◆ **Exercise tasks**
• a. According to the article on restaurants rethinking communal tables, when did Jack's Abby decide to suspend its community seating?
• b. Extend the article on restaurants rethinking communal tables, picking up after its last sentence.
+++ Selected extract
Coronavirus prompts some restaurants to rethink communal tables
A handful of Boston restaurants are starting to reexamine their seating arrangements amid the global pandemic.

In 2014, communal dining seemed to reach a peak in the zeitgeist. Headlines declared the trend of dining with strangers “a ‘new’ kind of social dining,” “a developing experience,” and, whether you like it or not, a way to dine “alone together.”
But in the age of COVID-19, social dining is being reexamined.
On Tuesday, Jack’s Abby posted a message on its Instagram page that the brewery was suspending its community seating, which allows guests to sit wherever they want at communal tables in the taproom.
“Beginning immediately we are switching from our community seating model to a table seating model,” the post stated, among other extra precautions that include suspending tours and getting rid of silverware and menu caddies. “This will allow us to sanitize spaces more thoroughly between guests. The bar will remain open seating and staff will work to keep this area as sanitary as possible.”
Sam Hendler, co-owner of Jack’s Abby, said the decision was made Monday afternoon during the brewery’s monthly managers meeting.
++++++
+++ Provided data
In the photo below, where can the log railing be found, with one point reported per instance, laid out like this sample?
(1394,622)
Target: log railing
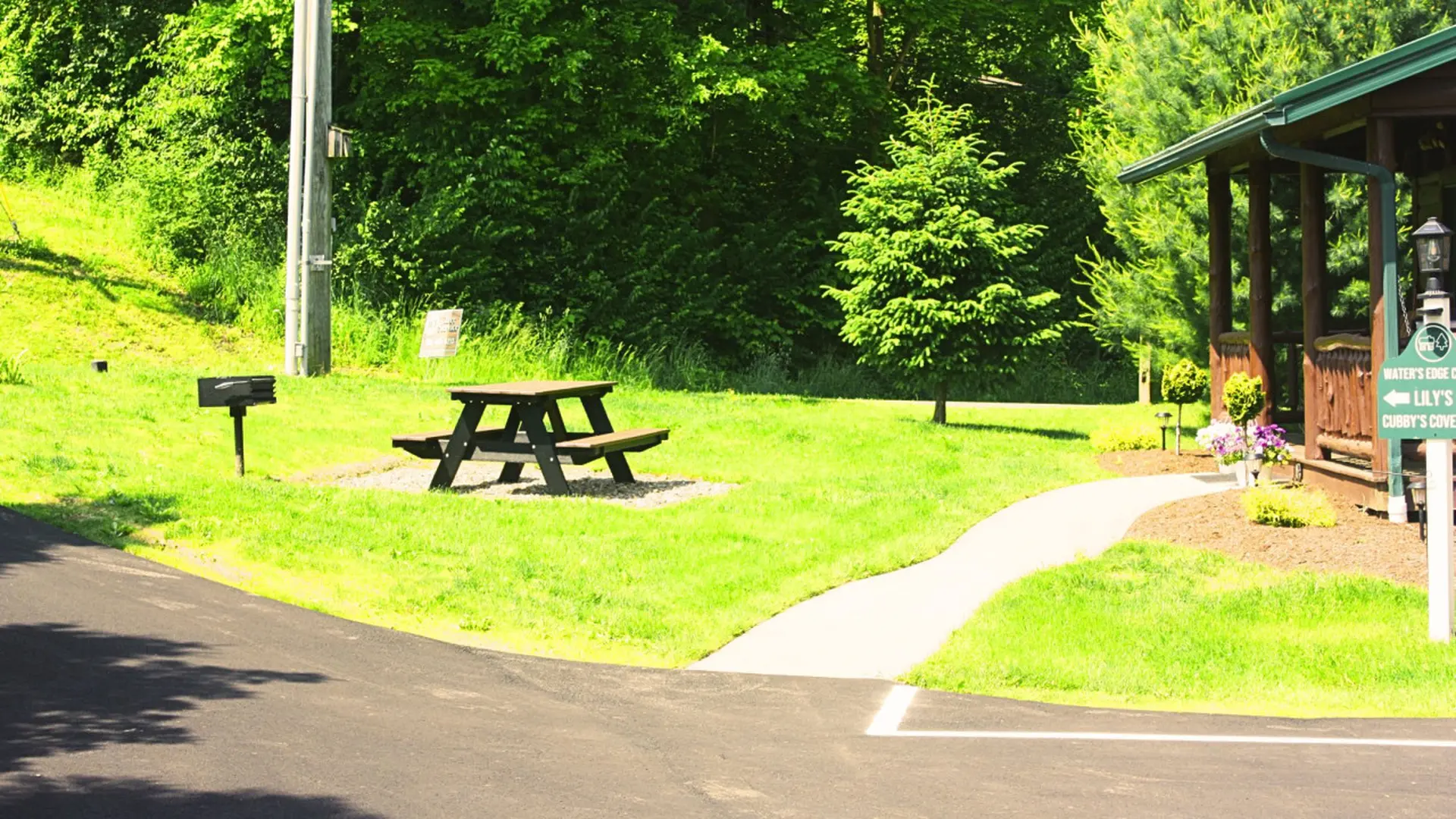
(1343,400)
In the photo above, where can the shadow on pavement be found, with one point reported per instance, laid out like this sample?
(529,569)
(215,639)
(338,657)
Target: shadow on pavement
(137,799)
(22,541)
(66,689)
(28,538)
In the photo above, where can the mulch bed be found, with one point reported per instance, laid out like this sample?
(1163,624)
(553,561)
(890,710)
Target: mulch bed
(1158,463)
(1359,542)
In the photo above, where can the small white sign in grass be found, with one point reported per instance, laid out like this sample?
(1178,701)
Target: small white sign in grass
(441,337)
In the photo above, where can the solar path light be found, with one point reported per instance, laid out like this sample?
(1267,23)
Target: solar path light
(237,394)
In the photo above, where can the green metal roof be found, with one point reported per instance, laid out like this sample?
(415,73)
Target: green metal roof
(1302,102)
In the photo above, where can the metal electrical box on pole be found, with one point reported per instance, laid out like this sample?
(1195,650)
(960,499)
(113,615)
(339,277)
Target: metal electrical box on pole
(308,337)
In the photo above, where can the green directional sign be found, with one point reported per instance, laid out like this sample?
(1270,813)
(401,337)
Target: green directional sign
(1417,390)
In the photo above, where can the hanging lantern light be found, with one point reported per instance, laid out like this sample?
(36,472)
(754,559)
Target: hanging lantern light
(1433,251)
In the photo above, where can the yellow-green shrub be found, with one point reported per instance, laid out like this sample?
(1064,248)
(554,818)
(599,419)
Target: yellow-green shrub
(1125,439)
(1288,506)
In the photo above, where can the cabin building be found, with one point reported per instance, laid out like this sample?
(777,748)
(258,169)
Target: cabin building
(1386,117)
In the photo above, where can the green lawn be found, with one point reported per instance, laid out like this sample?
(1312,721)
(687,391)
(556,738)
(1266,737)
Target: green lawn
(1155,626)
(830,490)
++++++
◆ **Task results**
• a. On Monday afternoon, during the brewery's monthly managers meeting.

• b.
“That’ll give us time to thoroughly clean and sanitize tables between parties,” Hendler told Boston.com, noting that managers will fill in as hosts. “Whereas at some of our higher volume times — obviously we make our best efforts to [sanitize], but sometimes a party will get up and literally three seconds later, another party will sit down and we’re reaching over shoulders and doing our best to clean.”
Demetri Tsolakis is a partner at Committee Ouzeri + Bar, a Greek restaurant in the Seaport with communal high tops in the dining room that have always been available to groups both large and small. Tsolakis shared that, at this time, the community tables will only be used for large parties.
Both Bondir Cambridge and The Gallows Group (Banyan Bar + Refuge, Blackbird Doughnuts, Sally’s Sandwiches, The Gallows) released statements on Instagram detailing the restaurants’ efforts to keep customers and employees safe, which include creating more physical distance among guests.
“To make the experience more comfortable and safer for our guests we have made more space in the dining room by removing a few tables to accommodate personal space,” reads one item from The Gallows Group, while Bondir stated it would be “eliminating two of our tables to give at least a meter of space between parties.”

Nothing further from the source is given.